▶ TASK TO COMPLETE:
Pull out every line from the records below that contains the word "pine", copying each line unchanged.

........

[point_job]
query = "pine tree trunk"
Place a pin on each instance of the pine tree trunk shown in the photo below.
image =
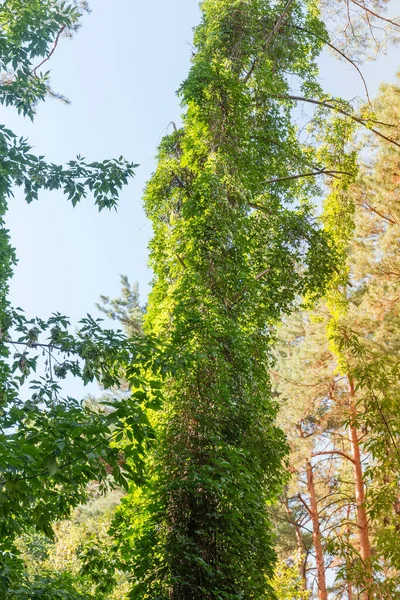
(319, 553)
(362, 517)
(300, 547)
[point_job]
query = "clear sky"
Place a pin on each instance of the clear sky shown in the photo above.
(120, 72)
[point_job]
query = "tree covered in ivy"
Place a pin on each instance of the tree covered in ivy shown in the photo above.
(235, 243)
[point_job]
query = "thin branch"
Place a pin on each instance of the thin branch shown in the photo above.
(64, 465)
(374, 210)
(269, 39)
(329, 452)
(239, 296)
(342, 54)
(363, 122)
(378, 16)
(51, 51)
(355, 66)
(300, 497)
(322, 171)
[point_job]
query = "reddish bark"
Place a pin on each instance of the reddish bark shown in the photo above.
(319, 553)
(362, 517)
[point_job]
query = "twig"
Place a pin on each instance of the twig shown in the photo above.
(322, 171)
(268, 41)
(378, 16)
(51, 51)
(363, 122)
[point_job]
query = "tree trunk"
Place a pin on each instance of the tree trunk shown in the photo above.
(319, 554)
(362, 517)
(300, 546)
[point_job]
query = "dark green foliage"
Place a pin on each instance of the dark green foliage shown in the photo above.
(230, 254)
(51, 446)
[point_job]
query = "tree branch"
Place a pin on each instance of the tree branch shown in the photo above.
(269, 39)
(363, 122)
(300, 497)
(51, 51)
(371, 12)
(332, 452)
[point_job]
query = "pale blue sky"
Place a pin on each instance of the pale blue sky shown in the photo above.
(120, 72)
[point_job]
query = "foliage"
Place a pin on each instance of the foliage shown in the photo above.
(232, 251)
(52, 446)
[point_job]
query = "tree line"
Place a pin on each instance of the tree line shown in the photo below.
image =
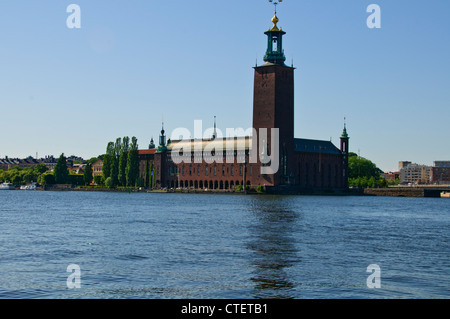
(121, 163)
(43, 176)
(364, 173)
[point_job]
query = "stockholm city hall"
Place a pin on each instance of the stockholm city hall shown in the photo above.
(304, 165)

........

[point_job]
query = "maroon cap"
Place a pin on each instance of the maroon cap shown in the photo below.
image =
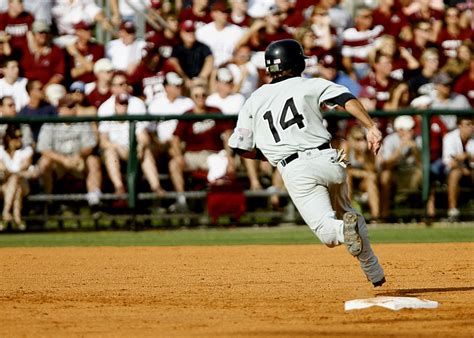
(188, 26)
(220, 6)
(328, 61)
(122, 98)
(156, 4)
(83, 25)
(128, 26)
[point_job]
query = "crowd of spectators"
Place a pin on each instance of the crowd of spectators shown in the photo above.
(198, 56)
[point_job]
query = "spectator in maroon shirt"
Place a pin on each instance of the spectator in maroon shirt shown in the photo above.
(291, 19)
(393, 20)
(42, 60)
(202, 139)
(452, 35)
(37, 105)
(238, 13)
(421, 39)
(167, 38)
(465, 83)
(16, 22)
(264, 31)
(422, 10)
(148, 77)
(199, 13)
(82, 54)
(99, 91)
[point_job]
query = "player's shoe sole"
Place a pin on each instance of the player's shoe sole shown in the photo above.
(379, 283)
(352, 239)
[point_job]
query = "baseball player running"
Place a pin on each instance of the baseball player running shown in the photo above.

........

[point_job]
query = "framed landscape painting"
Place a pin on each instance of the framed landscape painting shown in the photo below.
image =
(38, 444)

........

▶ ANSWER TO THIS EXERCISE:
query = "pine tree trunk"
Place a pin on each instance of the pine tree trunk shown in the photo below.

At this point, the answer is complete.